(READING PASSAGE begins)

You may or may not have noticed that there are some revealing photos attached to this blog post. These are not intended to titillate, but to capture this exact moment in time while my body remains mine, whole.
I read a story somewhere about a woman who had a bilateral mastectomy who longed to remember what her body looked like before surgery. She had no photos of her breasts and she missed them. I was struck by this commentary and wondered what I could do to document the skin, tissue, and shape that I was genetically granted.
I reached out to a friend who also happens to be an incredibly skilled photographer, Katie Gierke, otherwise known as Kathryn Hastings Photography. I approached the topic with caution, as I was iffy about my idea. She instantly affirmed my logic and said, ‘When and where? I would be honored to help document your transformation.’
I told Katie my ideas and concerns. I didn’t want the photos to end up being too boudoir-like in nature. Instead, more documentary and reverent. When it came time to take the photos, I was very, very nervous. As flamboyant as I may come across, I am rather modest with my figure. Dropping my shirt for a camera seemed insane (insert something that made me not exactly sober here). Another wonderful woman and friend, Jenna Dickson, came along as my ‘fluffer’ and away we went on our photographic odyssey of stopping time, if only for that moment.

(READING PASSAGE ends)
(EXCERPTED RECORDS begins)

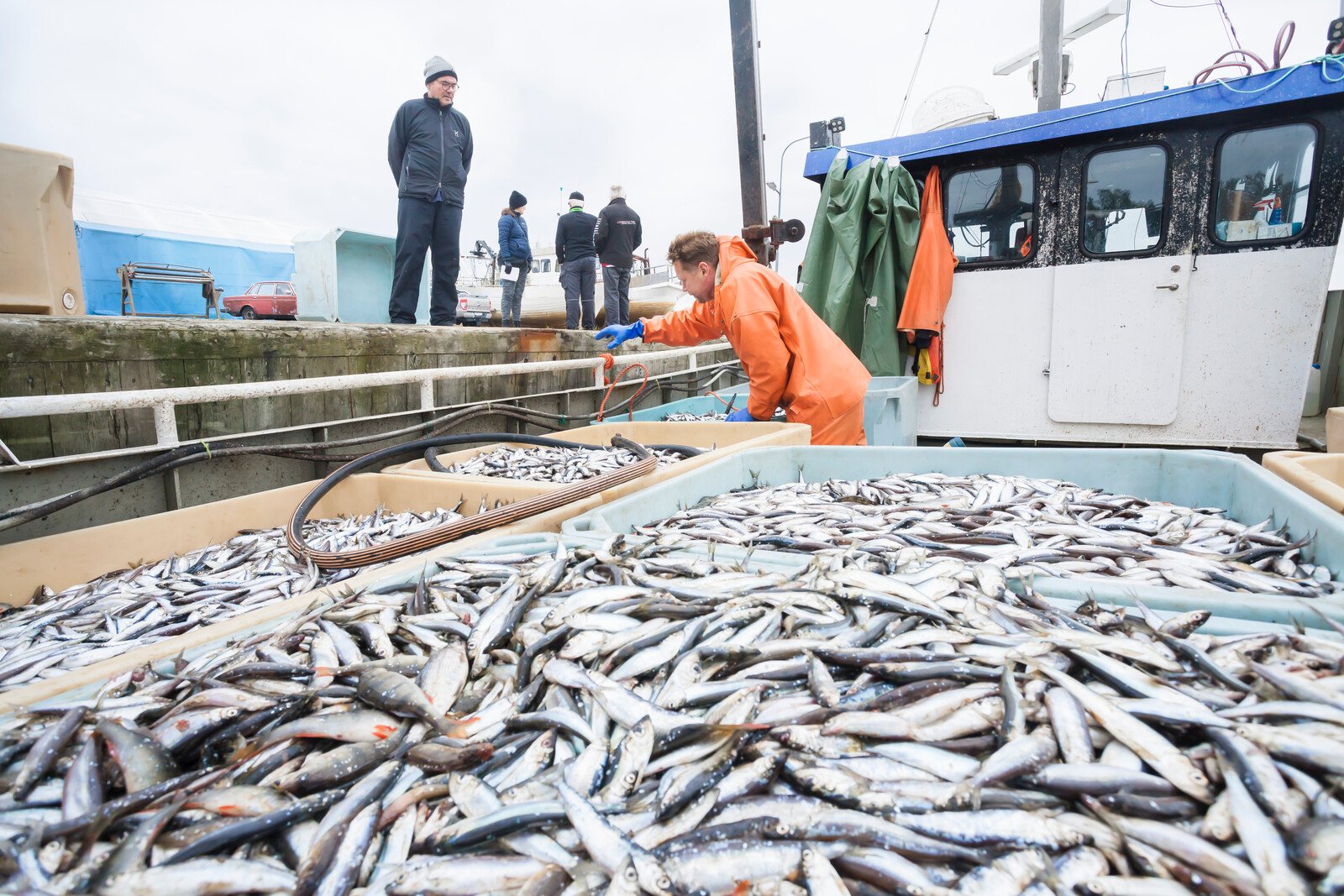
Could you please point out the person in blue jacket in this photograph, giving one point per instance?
(515, 255)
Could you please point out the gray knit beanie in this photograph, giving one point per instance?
(436, 67)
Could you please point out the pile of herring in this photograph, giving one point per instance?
(148, 602)
(622, 720)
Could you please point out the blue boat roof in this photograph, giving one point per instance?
(1307, 81)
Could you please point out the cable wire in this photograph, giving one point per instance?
(918, 60)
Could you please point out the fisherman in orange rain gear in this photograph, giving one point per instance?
(790, 358)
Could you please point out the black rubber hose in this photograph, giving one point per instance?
(205, 450)
(432, 453)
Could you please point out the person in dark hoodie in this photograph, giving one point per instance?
(618, 234)
(515, 255)
(575, 254)
(429, 150)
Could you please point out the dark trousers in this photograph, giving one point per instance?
(580, 280)
(511, 298)
(616, 295)
(438, 228)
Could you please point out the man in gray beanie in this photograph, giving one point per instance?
(429, 150)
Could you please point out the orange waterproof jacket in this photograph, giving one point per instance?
(931, 275)
(790, 358)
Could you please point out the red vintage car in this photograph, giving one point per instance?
(269, 298)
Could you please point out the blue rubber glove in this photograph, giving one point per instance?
(620, 333)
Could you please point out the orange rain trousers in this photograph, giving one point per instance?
(790, 356)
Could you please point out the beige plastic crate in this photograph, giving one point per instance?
(1335, 430)
(39, 259)
(722, 438)
(71, 558)
(1321, 476)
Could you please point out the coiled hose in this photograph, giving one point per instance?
(479, 523)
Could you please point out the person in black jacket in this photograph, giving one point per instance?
(618, 234)
(577, 255)
(429, 150)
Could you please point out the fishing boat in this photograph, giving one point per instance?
(1144, 270)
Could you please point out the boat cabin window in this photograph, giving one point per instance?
(992, 214)
(1126, 192)
(1263, 183)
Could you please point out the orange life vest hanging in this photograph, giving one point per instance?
(931, 288)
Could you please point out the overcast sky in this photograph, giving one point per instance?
(281, 109)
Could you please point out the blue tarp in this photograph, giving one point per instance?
(235, 266)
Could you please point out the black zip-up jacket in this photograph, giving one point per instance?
(430, 149)
(575, 235)
(618, 234)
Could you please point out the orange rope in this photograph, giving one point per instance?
(608, 363)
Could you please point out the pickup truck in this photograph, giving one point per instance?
(268, 298)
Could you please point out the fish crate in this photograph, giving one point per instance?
(718, 438)
(1335, 430)
(890, 409)
(1245, 490)
(71, 558)
(694, 405)
(1321, 476)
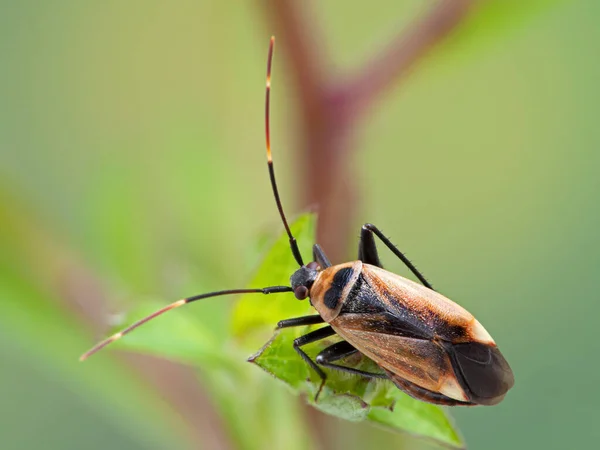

(EXCERPTED RECORDS ends)

● WHAT YOU NEED TO DO
[A] In the blog post about the photo session, who came along to the shoot as the "fluffer"?
[B] Summarize the blog post about the photo session in two sentences.
[C] Pick up the blog post about the photo session after its last sentence and continue it.

● WRITTEN RESPONSES
[A] Jenna Dickson, another friend, came along as the "fluffer."

[B] Moved by a story about a woman who had no photos of her breasts before a bilateral mastectomy, the writer decided to document their own body while it remained whole. Photographer and friend Katie Gierke agreed at once to take documentary, reverent photos, and despite being very nervous and modest, the writer went to the shoot with friend Jenna Dickson.

[C]
The majority of these photos will not ever be posted publicly. They are for me. They will evoke emotions ranging from anger to gratitude and everything in between. But I did want to share a handful with you, my darling readers, for one important reason: Our bodies are much more than a physical representation of space and form. They carry our stories. My current narrative is about my breasts. They have nourished each of my children, been trusty accessories and sometimes just plain fun. I will mourn them deeply.
I want other women facing this diagnosis to know that it is not weird to want to capture your breasts on film for posterity. They are yours and they are important. As a doula, I speak often of how magnificent the breast and its capabilities are. Mine have served me well, but rightie has defected for reasons unknown and now she has to go.
Thank you, Katie, for being the kind and talented human that you are and for capturing me as I will never be again.